** begin **
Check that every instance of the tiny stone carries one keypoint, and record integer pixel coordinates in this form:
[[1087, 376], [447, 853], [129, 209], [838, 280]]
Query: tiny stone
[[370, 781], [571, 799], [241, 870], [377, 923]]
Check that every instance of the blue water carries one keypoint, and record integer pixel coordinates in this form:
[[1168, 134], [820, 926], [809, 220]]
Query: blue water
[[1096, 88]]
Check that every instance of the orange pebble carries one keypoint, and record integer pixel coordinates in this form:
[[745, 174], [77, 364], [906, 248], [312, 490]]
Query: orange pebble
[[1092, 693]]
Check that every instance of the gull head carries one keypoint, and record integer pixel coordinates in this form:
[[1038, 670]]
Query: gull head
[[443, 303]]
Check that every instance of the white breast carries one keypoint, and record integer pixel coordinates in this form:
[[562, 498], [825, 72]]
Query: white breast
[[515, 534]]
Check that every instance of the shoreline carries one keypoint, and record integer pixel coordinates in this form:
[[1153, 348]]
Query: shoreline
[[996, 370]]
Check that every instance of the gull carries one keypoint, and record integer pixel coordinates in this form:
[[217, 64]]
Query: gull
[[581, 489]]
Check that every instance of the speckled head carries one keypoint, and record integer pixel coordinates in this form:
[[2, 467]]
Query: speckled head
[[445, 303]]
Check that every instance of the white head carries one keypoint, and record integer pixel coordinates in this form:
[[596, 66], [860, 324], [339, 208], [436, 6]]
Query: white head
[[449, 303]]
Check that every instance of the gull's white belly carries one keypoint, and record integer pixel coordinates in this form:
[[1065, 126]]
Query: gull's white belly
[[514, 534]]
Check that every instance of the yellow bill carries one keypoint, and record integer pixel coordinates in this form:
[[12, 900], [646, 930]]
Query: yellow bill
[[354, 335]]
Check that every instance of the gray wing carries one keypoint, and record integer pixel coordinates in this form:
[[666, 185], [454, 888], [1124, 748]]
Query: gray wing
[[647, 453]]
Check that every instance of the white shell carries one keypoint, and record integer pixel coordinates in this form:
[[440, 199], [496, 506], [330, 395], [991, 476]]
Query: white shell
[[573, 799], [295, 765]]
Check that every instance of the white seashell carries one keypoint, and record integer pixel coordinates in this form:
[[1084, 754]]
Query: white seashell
** end **
--- Task statement ---
Format the rows above as a numbered list, leaving out any blank lines.

--- The solution ---
1. Check that every instance of the tiny stone carries one keypoint, and record integer pixel coordinates in this form:
2. [[1087, 376], [447, 853], [129, 209], [838, 280]]
3. Query: tiny stone
4. [[370, 781], [571, 799], [241, 870], [377, 923]]
5. Check that every instance of the blue water carries one keypoint, and record integer pixel coordinates in this form:
6. [[1168, 134], [820, 926], [809, 220]]
7. Query: blue water
8. [[1096, 88]]
9. Check that every instance of the orange pebble carries one keypoint, and record integer pixel coordinates in this form:
10. [[745, 174], [77, 364], [906, 248], [312, 490]]
11. Query: orange pebble
12. [[1092, 693]]
13. Check that every instance of the gull head carries one keypoint, and record integer pixel coordinates in this form:
14. [[1038, 670]]
15. Query: gull head
16. [[443, 303]]
17. Check that every instance of the white breast carries one keypoint, and record integer pixel coordinates in this form:
18. [[562, 498], [825, 72]]
19. Query: white breast
20. [[515, 534]]
21. Check that every instance of the shoreline carries one keypoint, and record integer pixel coordinates in this form:
22. [[1153, 348]]
23. Query: shoreline
24. [[996, 370]]
25. Check that every instance of the gull carries one keypoint, and record integer pixel coordinates in this form:
26. [[217, 64]]
27. Query: gull
28. [[581, 489]]
29. Check that every instance of the speckled head carries one keypoint, and record integer pixel coordinates in this form:
30. [[2, 467]]
31. Query: speckled head
32. [[445, 303]]
33. Check that every instance of the white head carries one keypoint, and record integer pixel coordinates in this form:
34. [[596, 66], [860, 324], [339, 208], [436, 6]]
35. Query: white head
36. [[449, 303]]
37. Check that every instance of the gull's white belly carries one keypoint, and record integer pixel coordinates in this form:
38. [[1065, 126]]
39. Query: gull's white belly
40. [[514, 534]]
41. Check that every instance of the yellow bill carries one keypoint, and record integer pixel coordinates in this form:
42. [[12, 900], [646, 930]]
43. Query: yellow bill
44. [[354, 335]]
45. Check that every instance of the gray wing carries one keypoint, and record integer pixel coordinates in this form:
46. [[666, 185], [454, 888], [1124, 748]]
47. Query: gray wing
48. [[647, 453]]
49. Check that every instance of the white shell carries one keypoint, and record integer pixel coordinates in this form:
50. [[440, 199], [496, 506], [330, 395], [991, 476]]
51. Query: white shell
52. [[573, 799], [295, 765]]
53. Check that every instance of the white seashell carries one keypoint, and record integer pixel coordinates in this form:
54. [[1084, 754]]
55. Query: white seashell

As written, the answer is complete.